# BRANO FORNITO:

------------------------------

Il segretario al Tesoro americano Tim Geithner

Dai vertici del G20 non ci si possono aspettare decisioni operative, non è quella la sede, ma una misura dei rapporti di forza. E la notizia che emerge dal summit di ieri, a Parigi, è che la Cina è sempre più forte e gli Stati Uniti più isolati. La tesi americana (e non solo) sostenuta dal segretario al Tesoro Tim Geithner fin dal suo insediamento è questa: dalla crisi si può uscire soltanto se i cinesi iniziano a consumare di più e a risparmiare meno, con il governo di Pechino che rivaluta lo yuan per frenare le esportazioni di merci cinesi e far rifiatare le poco competitive aziende americane.

La proposta di Geithner di limitare al 4 per cento i deficit o i surplus della bilancia delle partite correnti (cioè la misura di esportazioni meno importazioni, considerando anche aiuti internazionali e pagamenti di interessi sui prestiti) è stata affossata mesi fa. Da allora, come scriveva ieri il quotidiano Les Echos, “la Francia si è impadronita del dossier con l’obiettivo di riequilibrare le politiche economiche per assicurare una crescita forte, stabile e duratura”. Non per altruismo, ovviamente, ma nel proprio interesse.

------------------------------

# VOCI ELENCATE:
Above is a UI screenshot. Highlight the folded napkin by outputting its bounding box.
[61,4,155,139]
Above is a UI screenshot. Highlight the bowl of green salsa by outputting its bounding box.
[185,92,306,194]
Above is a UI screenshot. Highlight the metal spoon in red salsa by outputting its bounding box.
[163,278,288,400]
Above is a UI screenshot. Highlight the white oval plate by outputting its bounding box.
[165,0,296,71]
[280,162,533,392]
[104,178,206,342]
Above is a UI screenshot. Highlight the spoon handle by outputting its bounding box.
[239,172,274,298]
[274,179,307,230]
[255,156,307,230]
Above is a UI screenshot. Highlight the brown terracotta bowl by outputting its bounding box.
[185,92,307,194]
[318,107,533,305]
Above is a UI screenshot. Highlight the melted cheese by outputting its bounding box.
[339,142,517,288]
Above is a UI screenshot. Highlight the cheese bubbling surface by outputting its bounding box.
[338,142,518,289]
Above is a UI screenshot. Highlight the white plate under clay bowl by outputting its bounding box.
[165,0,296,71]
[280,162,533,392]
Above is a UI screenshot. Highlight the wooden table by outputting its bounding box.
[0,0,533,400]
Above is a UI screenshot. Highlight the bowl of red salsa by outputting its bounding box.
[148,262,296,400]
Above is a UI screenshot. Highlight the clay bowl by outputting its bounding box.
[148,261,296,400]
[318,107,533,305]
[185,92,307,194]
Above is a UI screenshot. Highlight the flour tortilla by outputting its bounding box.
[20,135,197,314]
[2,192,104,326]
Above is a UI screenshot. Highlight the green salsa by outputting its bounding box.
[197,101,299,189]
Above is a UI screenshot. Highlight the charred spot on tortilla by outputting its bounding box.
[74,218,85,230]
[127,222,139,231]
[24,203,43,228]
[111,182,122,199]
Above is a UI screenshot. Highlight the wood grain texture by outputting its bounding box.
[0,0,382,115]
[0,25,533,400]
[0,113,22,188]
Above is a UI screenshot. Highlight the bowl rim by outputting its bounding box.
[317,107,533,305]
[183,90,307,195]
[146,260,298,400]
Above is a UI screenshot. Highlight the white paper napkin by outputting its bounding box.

------------------------------

# ESERCIZI PROPOSTI:
[a] Ricopia senza modifiche la parte del brano sul G20 che comincia con "Il segretario al" e prosegue fino a "competitive aziende americane.".
[b] Riassumi in forma più breve il paragrafo del brano sul G20 che inizia con "La proposta di Geithner di limitare", mantenendone i fatti principali.
[c] Rispondi alle seguenti domande basandoti sul brano sul G20:
(i) In quale città si è tenuto il vertice di ieri?
(ii) Quale valuta dovrebbe rivalutare il governo di Pechino secondo la tesi americana?
(iii) Quale quotidiano viene citato riguardo al ruolo della Francia?
Per lo svolgimento non occorre consultare l'elenco.

# SOLUZIONI IN ORDINE:
[a]
Il segretario al Tesoro americano Tim Geithner

Dai vertici del G20 non ci si possono aspettare decisioni operative, non è quella la sede, ma una misura dei rapporti di forza. E la notizia che emerge dal summit di ieri, a Parigi, è che la Cina è sempre più forte e gli Stati Uniti più isolati. La tesi americana (e non solo) sostenuta dal segretario al Tesoro Tim Geithner fin dal suo insediamento è questa: dalla crisi si può uscire soltanto se i cinesi iniziano a consumare di più e a risparmiare meno, con il governo di Pechino che rivaluta lo yuan per frenare le esportazioni di merci cinesi e far rifiatare le poco competitive aziende americane.

[b] Mesi fa è stata respinta la proposta di Geithner di fissare al 4 per cento il tetto per deficit e surplus delle partite correnti, cioè esportazioni meno importazioni, compresi aiuti internazionali e interessi sui prestiti. Secondo Les Echos, da allora la Francia ha preso in mano il dossier. L'obiettivo è riequilibrare le politiche economiche per una crescita forte, stabile e duratura. Lo fa nel proprio interesse.

[c]
(i) A Parigi.
(ii) Lo yuan.
(iii) Les Echos.